My son is 21 and doing really well in community college. He is an only child with not only Aspergers, but a rare liver disease he has dealt with since birth. He has been incredible with being his own health advocate with teachers and doctors. He can take his own meds on time and regulates his diet medically speaking. He has done very well with the cards life has dealt him.

Husband and I have to take a business trip out of state for 6-7 days. Normally, we bring our son along. But now that he is 21, we let him make the decision to participate. He chose to stay home. I don't blame him as he would be bored to tears during this trip. However, the Mama Bear in me is very nervous... we've never done this before with leaving our son by himself for a long period of time. But he does need to try to be independent and this opportunity is good for him to test his wings, so to speak.

(Listed entries)

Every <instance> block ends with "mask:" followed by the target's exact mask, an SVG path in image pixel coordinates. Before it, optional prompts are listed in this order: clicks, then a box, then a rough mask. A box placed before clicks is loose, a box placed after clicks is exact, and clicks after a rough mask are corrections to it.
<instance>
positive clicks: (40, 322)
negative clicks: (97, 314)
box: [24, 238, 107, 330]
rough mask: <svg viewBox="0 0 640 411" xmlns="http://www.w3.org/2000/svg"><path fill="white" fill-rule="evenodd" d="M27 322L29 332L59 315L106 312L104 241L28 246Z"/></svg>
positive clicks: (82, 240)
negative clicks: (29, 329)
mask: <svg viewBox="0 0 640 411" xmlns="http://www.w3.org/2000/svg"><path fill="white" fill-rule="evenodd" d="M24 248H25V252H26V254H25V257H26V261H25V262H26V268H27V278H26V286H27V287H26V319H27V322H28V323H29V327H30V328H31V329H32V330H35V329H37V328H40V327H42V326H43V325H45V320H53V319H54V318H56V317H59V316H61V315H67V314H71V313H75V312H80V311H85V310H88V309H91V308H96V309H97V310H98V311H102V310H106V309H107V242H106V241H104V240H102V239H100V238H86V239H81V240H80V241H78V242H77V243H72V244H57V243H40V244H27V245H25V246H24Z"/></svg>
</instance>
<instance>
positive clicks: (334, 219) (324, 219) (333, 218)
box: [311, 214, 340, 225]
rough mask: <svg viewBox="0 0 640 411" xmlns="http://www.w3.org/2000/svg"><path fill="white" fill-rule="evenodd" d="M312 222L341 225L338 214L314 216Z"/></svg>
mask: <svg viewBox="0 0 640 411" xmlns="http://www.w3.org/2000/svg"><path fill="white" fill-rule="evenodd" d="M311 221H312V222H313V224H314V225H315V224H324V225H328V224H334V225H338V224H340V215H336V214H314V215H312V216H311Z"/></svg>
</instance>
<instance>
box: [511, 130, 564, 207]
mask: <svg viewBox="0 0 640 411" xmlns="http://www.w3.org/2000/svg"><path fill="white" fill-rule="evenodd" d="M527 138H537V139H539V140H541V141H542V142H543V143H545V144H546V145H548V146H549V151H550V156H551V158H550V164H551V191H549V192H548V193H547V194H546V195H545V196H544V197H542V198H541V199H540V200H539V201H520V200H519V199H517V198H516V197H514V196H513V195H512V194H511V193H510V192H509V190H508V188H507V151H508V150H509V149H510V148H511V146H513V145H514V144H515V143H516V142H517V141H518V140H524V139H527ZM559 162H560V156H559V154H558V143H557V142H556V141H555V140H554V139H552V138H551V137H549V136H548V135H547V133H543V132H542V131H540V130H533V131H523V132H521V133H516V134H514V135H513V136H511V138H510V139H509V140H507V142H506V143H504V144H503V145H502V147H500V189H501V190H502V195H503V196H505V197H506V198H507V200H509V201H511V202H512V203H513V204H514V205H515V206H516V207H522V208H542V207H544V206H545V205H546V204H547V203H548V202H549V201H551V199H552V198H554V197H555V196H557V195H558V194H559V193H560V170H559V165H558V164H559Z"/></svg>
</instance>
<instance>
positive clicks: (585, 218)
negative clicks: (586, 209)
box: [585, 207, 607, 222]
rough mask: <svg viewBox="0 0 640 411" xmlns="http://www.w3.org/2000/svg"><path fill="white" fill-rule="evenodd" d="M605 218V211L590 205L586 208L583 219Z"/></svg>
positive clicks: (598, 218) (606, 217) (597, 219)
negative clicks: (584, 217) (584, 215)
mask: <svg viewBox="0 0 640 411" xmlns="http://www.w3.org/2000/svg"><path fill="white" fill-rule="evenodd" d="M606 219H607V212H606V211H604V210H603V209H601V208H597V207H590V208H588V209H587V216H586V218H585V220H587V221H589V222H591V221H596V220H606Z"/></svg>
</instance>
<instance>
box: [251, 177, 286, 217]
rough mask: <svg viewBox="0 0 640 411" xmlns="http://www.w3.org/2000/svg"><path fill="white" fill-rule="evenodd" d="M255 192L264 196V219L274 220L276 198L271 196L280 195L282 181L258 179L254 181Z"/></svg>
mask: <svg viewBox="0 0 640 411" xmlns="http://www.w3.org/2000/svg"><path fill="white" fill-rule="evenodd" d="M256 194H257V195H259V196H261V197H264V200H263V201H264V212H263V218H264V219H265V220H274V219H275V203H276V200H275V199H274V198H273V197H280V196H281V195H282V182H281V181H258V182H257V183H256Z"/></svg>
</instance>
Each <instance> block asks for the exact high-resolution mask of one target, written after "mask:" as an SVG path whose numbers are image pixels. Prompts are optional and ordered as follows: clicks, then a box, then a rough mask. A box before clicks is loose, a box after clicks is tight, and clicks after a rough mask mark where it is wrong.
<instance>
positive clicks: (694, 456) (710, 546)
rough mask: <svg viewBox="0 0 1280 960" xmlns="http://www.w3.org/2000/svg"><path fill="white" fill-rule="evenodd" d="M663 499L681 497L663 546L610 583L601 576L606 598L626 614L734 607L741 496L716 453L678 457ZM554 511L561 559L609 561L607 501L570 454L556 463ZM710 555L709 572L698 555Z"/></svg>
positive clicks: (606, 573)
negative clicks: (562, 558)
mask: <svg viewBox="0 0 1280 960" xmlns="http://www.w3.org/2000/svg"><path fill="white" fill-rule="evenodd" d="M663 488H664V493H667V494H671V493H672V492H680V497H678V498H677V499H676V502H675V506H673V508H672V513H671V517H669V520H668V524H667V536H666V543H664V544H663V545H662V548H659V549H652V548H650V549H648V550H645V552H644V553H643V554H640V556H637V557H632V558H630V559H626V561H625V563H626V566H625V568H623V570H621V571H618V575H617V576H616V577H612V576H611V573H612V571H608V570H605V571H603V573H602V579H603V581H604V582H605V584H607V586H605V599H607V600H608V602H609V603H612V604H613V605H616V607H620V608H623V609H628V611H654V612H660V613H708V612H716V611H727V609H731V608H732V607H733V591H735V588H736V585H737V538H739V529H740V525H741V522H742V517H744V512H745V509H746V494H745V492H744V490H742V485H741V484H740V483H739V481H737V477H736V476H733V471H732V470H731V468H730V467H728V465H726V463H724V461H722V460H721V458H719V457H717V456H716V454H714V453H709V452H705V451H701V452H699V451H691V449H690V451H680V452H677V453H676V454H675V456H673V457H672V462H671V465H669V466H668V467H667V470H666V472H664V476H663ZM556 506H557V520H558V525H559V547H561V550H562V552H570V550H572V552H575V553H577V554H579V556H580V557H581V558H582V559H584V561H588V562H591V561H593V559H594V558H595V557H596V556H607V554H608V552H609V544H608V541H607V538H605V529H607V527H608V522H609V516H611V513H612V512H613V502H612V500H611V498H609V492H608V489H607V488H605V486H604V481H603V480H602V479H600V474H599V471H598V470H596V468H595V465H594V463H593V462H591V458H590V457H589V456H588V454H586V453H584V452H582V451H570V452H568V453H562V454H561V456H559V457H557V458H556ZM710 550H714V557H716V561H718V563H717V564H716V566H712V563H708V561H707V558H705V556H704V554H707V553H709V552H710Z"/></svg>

(Tasks for this exercise)
A) Please list each thing the post about leaving the adult son home alone says he does to manage his own health.
B) Continue the post about leaving the adult son home alone from the point where it stops.

(Replies)
A)
- He acts as his own health advocate with teachers and doctors.
- He takes his own meds on time.
- He regulates his diet medically speaking.

B)
I plan to have his favorite foods and snacks stocked in the kitchen for him. He will have $ for fast food (across the street -- he does not drive) trips to get him out of the house. :wink: I have close family friends who live close by who will call him to see how he is doing and take him out to his favorite restaurant (if he wants to do so). And by now, he knows the drill on medications or emergency health issues - where his health insurance card is, how to call friends for help if he needs to go to the ER (not likely, but should there be an emergency), and he is great with daily calls or texting us with updates. (Despite his dislike of the telephone, but I digress...)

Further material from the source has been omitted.